Give back every record word for word, keeping the pictures out.

(THE RECORDS)

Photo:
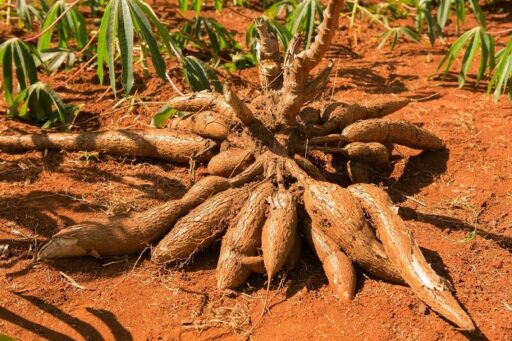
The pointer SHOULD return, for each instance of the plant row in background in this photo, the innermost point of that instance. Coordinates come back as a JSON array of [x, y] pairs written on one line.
[[114, 35]]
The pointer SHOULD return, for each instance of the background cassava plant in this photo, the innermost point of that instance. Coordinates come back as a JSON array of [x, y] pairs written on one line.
[[18, 68], [39, 103]]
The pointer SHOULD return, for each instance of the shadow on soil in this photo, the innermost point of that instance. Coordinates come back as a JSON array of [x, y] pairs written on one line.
[[86, 330], [366, 78]]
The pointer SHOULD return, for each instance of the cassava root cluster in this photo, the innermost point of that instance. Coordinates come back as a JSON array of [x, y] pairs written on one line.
[[264, 196]]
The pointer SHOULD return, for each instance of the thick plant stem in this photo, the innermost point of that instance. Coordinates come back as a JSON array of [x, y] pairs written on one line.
[[240, 109], [299, 66], [269, 58]]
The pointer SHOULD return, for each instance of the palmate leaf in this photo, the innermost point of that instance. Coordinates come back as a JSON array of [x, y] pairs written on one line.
[[501, 81], [199, 76], [122, 20], [275, 28], [26, 12], [54, 59], [69, 28], [395, 33], [305, 18], [474, 41], [165, 112], [445, 8], [40, 104], [197, 5], [16, 57]]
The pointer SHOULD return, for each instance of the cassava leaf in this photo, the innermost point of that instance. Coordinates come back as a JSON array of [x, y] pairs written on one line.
[[16, 57], [40, 104], [71, 27], [501, 80]]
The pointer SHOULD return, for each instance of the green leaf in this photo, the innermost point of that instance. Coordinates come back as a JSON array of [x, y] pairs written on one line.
[[454, 50], [503, 73], [69, 27], [40, 104], [183, 5], [477, 11], [16, 56], [55, 58], [443, 11], [125, 26], [101, 51], [199, 76], [469, 56]]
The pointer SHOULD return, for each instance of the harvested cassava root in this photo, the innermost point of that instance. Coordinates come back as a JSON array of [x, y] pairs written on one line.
[[405, 254], [337, 266], [129, 234], [260, 177], [242, 239], [205, 123], [165, 144]]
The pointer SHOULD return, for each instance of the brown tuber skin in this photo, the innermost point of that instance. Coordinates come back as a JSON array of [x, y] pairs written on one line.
[[407, 257], [337, 266], [254, 147], [230, 162], [279, 232], [243, 238], [199, 228], [205, 123], [399, 132], [132, 233]]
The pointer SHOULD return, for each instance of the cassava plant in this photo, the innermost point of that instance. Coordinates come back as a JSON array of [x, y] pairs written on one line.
[[262, 195]]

(End THE RECORDS)

* [RESULT OF THIS EXERCISE]:
Photo:
The pointer SHOULD return, for each instance of the plant row in background in this photo, the innermost point of that instance. Coordinates come back as a JSON array of [x, y] pairs written on one line.
[[114, 35]]
The pointer SHOULD return, for each instance of the background cassava plant in this photo, the innermost point of that instance. Coordinates come back as a JSON array of [x, y] pairs written on one line.
[[18, 68], [39, 103]]
The pointer SHOULD return, for each instance of the shadow on soil in this photo, the innermost point of that instance. Coordinates come back as a JSON array of [x, y] pairs written on one line.
[[86, 330], [366, 78]]
The pointer SHOULD return, for each instance of the cassava root cluster in this photo, the innermost point of that instance. Coordinates come back as a JSON array of [x, y] pairs written on one line.
[[264, 196]]
The pointer SHOULD return, for each instance of the thick plant stem in this photo, the innermost point of that instance. Coordinates come back as a JSON array of [x, y] pairs written on one line.
[[240, 109], [299, 66], [269, 58]]
The pointer SHOULD return, for each instance of the palmate leaf in this photo, the innermost point of that instance. Coordinates come back as a JSON array of [x, y] pairs written on one line.
[[501, 81], [199, 76], [122, 20], [275, 28], [26, 12], [54, 59], [69, 28], [395, 33], [305, 18], [474, 41], [165, 112], [445, 8], [40, 104], [197, 5], [16, 57]]
The pointer SHOULD return, for each instance of the cassava leaf in this photo, the innermost point of that instance. Coordinates come back as a JSON array of [x, y] pairs written on one line.
[[16, 57], [40, 104], [71, 27], [501, 80]]
The pointer SHOULD return, for each instance of the green leaf in this photo, the innermost point of that instance. Coordinates come back as a JSON array of [x, y] pairs written on one line.
[[454, 50], [503, 73], [69, 27], [40, 104], [183, 5], [477, 11], [16, 56], [55, 58], [443, 11], [125, 26], [101, 51], [199, 76], [469, 56]]
The pointer SHOULD return, for each instance of the harvested cassava root in this photo, the innermost point of that instance. Coordinates come back as a JSON array of [x, y] pairs written on one line.
[[405, 254], [337, 266], [129, 234], [260, 177], [242, 239], [205, 123], [165, 144]]
The pointer SHOULD return, for each instance of the brown tuber skin in this photo, the innermost point of that instance. Coordinates come back as a JSON array of [x, y] pairs written on one line.
[[407, 257], [337, 266], [254, 147], [230, 162], [279, 232], [243, 238], [199, 228], [205, 123], [399, 132], [132, 233]]
The pointer SHOULD return, for each instance of the cassava plant in this photo, the innermost point of that instance. Coordinates come back as a JSON array of [x, y] pairs written on one line.
[[262, 195]]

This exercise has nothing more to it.